Quote every one of the records below word for word, leaving the pictures out of your answer.

[Dataset entries]
--
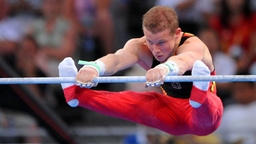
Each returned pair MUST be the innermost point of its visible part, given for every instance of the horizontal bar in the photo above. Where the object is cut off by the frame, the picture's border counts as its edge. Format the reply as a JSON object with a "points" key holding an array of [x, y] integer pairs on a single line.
{"points": [[127, 79]]}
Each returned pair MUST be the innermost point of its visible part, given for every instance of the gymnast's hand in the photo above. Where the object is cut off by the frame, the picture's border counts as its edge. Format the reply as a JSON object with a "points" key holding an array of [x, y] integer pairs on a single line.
{"points": [[85, 77], [155, 76]]}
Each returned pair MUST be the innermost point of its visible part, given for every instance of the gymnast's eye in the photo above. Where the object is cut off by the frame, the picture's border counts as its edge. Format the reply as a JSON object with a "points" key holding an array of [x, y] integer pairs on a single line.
{"points": [[161, 42], [149, 42]]}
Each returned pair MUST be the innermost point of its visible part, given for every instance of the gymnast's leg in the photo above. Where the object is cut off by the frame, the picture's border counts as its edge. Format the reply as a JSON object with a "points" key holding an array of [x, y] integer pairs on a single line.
{"points": [[207, 107], [148, 108]]}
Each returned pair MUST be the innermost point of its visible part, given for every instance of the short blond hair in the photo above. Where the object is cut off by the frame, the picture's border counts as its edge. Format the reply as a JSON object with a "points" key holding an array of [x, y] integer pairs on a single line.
{"points": [[160, 18]]}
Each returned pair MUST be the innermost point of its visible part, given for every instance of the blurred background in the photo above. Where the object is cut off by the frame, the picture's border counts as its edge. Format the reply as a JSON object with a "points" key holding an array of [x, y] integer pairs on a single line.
{"points": [[35, 35]]}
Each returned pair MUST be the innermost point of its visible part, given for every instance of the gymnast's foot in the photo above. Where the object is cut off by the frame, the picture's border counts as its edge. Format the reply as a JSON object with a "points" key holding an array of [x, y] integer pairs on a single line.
{"points": [[200, 69], [67, 68]]}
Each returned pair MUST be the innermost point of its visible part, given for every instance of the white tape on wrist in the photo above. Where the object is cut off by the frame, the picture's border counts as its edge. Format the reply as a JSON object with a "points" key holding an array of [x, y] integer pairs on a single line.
{"points": [[98, 65], [173, 68], [102, 67]]}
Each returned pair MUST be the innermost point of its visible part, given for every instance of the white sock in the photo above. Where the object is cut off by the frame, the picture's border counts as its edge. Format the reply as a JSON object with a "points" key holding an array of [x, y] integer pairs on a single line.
{"points": [[199, 69], [67, 68]]}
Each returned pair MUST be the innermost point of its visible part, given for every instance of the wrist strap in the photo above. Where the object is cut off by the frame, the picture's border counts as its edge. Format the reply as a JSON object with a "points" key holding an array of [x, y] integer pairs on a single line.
{"points": [[98, 65]]}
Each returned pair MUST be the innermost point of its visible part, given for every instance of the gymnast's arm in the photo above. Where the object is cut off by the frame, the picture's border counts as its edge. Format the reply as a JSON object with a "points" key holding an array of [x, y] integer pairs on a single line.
{"points": [[121, 59]]}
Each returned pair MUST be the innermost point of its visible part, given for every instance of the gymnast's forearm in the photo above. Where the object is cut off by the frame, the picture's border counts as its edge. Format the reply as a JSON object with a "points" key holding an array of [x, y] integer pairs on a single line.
{"points": [[114, 63]]}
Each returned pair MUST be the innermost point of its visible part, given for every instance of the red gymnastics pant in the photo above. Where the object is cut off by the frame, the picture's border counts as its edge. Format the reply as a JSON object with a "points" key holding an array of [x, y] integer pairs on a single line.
{"points": [[172, 115]]}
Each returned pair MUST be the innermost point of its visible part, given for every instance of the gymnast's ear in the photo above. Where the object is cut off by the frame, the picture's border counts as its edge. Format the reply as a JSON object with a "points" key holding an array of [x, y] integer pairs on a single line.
{"points": [[178, 32]]}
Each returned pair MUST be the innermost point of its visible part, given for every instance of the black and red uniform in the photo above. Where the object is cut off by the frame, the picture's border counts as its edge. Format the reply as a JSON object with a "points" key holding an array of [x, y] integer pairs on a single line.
{"points": [[169, 111]]}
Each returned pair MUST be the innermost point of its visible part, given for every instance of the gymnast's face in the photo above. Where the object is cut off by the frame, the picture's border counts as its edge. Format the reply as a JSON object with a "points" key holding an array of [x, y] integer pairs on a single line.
{"points": [[161, 44]]}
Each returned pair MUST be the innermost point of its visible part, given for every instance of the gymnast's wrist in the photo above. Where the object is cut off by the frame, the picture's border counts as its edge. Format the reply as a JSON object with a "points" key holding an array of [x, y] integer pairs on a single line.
{"points": [[173, 69], [98, 65]]}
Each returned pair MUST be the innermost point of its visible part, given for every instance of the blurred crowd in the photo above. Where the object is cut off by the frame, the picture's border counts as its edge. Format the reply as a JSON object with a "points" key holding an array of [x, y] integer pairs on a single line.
--
[COMPLETE RESPONSE]
Each returned pair MUST be the innermost point of its visible part, given for every instance of the horizontal bar in the photo above. Where the object is cut off by the frame, the picture's border counts as its edge. Format the reply as a JSON object with a "points" key holding an array of [x, y] integer pairs on a single line.
{"points": [[127, 79]]}
Each returned pair MUST be the innermost point of its visible part, given for every instance of the gymnast's hand in the photo above. Where the object is cut off by the frame, the picture's border counts as its edge. Format the reply as a JSON object with a "points" key holding an array of [x, y] integer pairs on a single line.
{"points": [[85, 77], [155, 76]]}
Each returned pair MUST be the innermost point of its visible part, given for every instance of the gymnast's eye in the photo above. Where the object is cut off by the frame, the picture's border counts as its edge. Format the reply as a JSON object with a "points" key holding an array of [x, y] integer pairs on a single line.
{"points": [[161, 42], [149, 42]]}
Each returned pair MUST be the innermost point of its visible part, given for every instance of the gymnast's leg in the photo above. Where the object is cut off by the frame, the picture's border counts as its edge. Format the reply as a JSON object with a "points" key holding an array of [x, y] integer pairs on a single line.
{"points": [[207, 107], [148, 108]]}
Each returned pair MUST be the innermost point of its visible part, given for every instance of the short blond hair in the photo above. Where the object is cut off by the frame, the picture's border counts as its edge. Format the reply as a JSON object with a "points" key holding an array of [x, y] integer pairs on a single line.
{"points": [[160, 18]]}
Each returned pair MUST be the innermost point of its visible part, given for every instance of the blurred background in the photo above. Where the object is cut off by the frame, the picture's border counts as its edge. Format the reply as a JSON object with a "points" key holding an array of [x, y] integer pairs on a single line.
{"points": [[35, 35]]}
Each returned pair MUST be the innermost point of its visible part, given for every instance of the gymnast's foot in the photo above. Where the object is cut off by the frame, the picture's border counts as its edge. Format the reply as a JSON object with a "points" key holding an array of [x, y] integer pairs on a single line.
{"points": [[200, 69], [67, 68]]}
Each returned pair MUST be the innermost point of its visible part, given for every instance of the white tape on wrist in the photo above. Where the object is cut off by the frame, the picture's border counts as its edge. Format the reply as a JSON object with a "points" key holding an array of [x, y] integer pairs on a single line.
{"points": [[98, 65], [173, 68], [102, 67]]}
Each returned pair MUST be the innermost point of its visible part, given for every instance of the white sock in the photo above. Where the object is cut off by the frame, the picture's border counts as its edge. Format the reply as a JSON object with a "points" key holding an array of [x, y] integer pairs on a single line.
{"points": [[199, 69], [67, 68]]}
Each returned pair MUST be the innermost point of its visible part, given for every instance of the wrist strap in the photo above. Where the object is cut off by the frame, the picture's border counts as its edge. Format the reply as a JSON object with a "points" key holding an array of [x, y] integer pairs on a single line.
{"points": [[98, 65]]}
Each returned pair MUST be the innermost point of its visible part, given for every instance of the gymnast's arm in the photo above. Where the object is cut off by the frame, the picture's border counts as its edge. Format the reply as a JSON object with a "points" key holding an array of [x, y] integer pairs on a single line.
{"points": [[121, 59]]}
Each returned pair MUST be the innermost point of its visible part, given for every instance of the gymnast's forearm in the photo above. Where the object is cut off by the frame, the picture's border counts as its edge. Format the reply as a JSON object with a "points" key holding an array of [x, y] integer pairs on a single line.
{"points": [[114, 63]]}
Each returned pair MUST be the innermost point of its visible part, given for every instance of the red gymnastics pant in the photo above. Where the object is cut off by the frame, the picture's border counts as its edge. Format the reply as a JSON object with a "points" key holding an array of [x, y] integer pairs on a single line.
{"points": [[172, 115]]}
Each returned pair MUST be the innermost point of its visible part, given for every instance of the gymnast's ear in the photo above. Where the object is cut off by the frame, the picture's border counts as its edge. Format the reply as a JSON object with a "points" key holding an array of [x, y] integer pairs on a single line.
{"points": [[178, 32]]}
Each returned pair MUST be the innermost point of its visible part, given for every instance of the black and red uniform in the photo above. Where the object is cut off by the frame, the picture's border counts as its edge. Format the reply as a JSON object with a "points" key holding an array of [x, y] integer pairs on a single line.
{"points": [[169, 111]]}
Each returned pair MUST be the innermost point of its visible part, given for every instance of the gymnast's face in the photo above. Where the object is cut off by the frame, the picture's border counts as its edge. Format the reply as a JSON object with a "points" key holding an array of [x, y] integer pairs on a single line.
{"points": [[161, 44]]}
Each returned pair MUST be the innermost point of its visible part, given for every instance of the gymnast's wrist in the photo above. Where the object is cut off by the frame, the picture's border counts as its edge. Format the reply as a JSON object with a "points" key holding an array of [x, y] integer pairs on a single line.
{"points": [[173, 69], [98, 65]]}
Each returned pair MUST be the innermost point of its visible part, given for every instance of the blurred crowd in the photo above. Where the object is cut off by the frame, the picture's border counts as its edge. Format the reply as a JSON object with a "points" key holding an array of [x, y] integer pairs on a single line.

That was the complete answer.